Exercise task 1:
Answer these questions using the Song2Vec text:
(a) At what sample rate is the audio file loaded with librosa?
(b) What frequency range is isolated as the bass band?
(c) Which address should be opened in the browser after starting the web UI?
Exercise task 2: Write out the passage of the Song2Vec text starting at "Step 1: Load" and ending at "band (20–250 Hz)", with no changes.

Song2Vec — Bass Pattern Similarity Detection

graphs

Join the Discord Server for discussion: https://discord.gg/AqMSZ3b3xM

Bass pattern recognition and similarity detection

Compare musical similarity between two songs by analyzing how their bass patterns evolve over time.

What This Project Does

Song2Vec is a bass pattern recognition system that detects if the bass sequences of two songs are similar, like Shazam fingerprinting.

Simple Explanation

When you listen to music, you notice bass patterns—the low-frequency rhythm bumps. Song2Vec:

Extracts the bass from two songs
Compares if their bass patterns move in similar ways over time
Tells you how similar they are (as a percentage)
Shows you where the matches are using interactive graphs

How It Works

The Audio Processing Pipeline

Step 1: Load & Normalize

Load audio file with librosa at 22050 Hz
Normalize amplitude (peak or RMS normalization)

Step 2: Extract Bass Spectrogram

Apply Short-Time Fourier Transform (STFT) with n_fft=4096, hop_length=512
Isolate bass frequency band (20–250 Hz)
Create spectrogram showing "how loud each frequency at each moment in time"
Result: 43 frequency bins × N time frames

Step 3: Compute Energy Envelope

Sum bass energy across all frequencies for each time frame
Convert to log scale for perceptual alignment
Get single curve: "bass energy level at each moment"

Step 4: Temporal Pattern Matching (Core Innovation) The system compares sequences over time using three approaches:

Dynamic Time Warping (DTW)
- Solves: "Two songs have same bass pattern but at different speeds"
- Flexibly aligns sequences despite tempo differences
- Returns DTW distance → converted to 0-100% similarity
Cross-Correlation
- Finds repeating patterns and shifted versions
- Shows where in the song patterns align
- Peaks indicate strong alignment points
Frame-by-Frame Similarity
- For each moment, compare bass levels: how similar is the energy?
- Shows WHERE in the track patterns match (temporal localization)
- Average across all frames = overall similarity

Step 5: Visualize Results

Side-by-side spectrograms (what frequencies are loud when)
Frame similarity graph (shows matching moments over time)
Detected matched segments with timestamps and match percentages
Overall similarity score (0-100%)

Installation

Install dependencies:

uv sync

Notes:

librosa requires soundfile/audioread. For MP3 support, install ffmpeg:
- Ubuntu: sudo apt-get install ffmpeg
- macOS: brew install ffmpeg

Quick Start

Web UI

bash run.sh

Then open http://localhost:5000 in your browser. Upload 2 songs via drag-drop to compare.

Python API

from core import (
    load_audio, normalize_waveform,
    compute_stft_magnitude, isolate_frequency_band,
    match_bass_patterns
)

# Load and process
audio_a = load_audio("song1.mp3", sr=22050)

Source data:
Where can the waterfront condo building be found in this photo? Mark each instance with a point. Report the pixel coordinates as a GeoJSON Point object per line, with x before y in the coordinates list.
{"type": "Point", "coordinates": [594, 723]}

Written answer 1:
(a) 22050 Hz
(b) 20–250 Hz
(c) http://localhost:5000

Written answer 2:
Step 1: Load & Normalize

Load audio file with librosa at 22050 Hz
Normalize amplitude (peak or RMS normalization)

Step 2: Extract Bass Spectrogram

Apply Short-Time Fourier Transform (STFT) with n_fft=4096, hop_length=512
Isolate bass frequency band (20–250 Hz)